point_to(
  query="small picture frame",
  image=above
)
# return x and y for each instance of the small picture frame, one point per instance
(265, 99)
+++++
Retype the listing. Match it exactly.

point_to(
  query="small picture frame",
  image=above
)
# return x and y for each instance of the small picture frame, one point per instance
(265, 99)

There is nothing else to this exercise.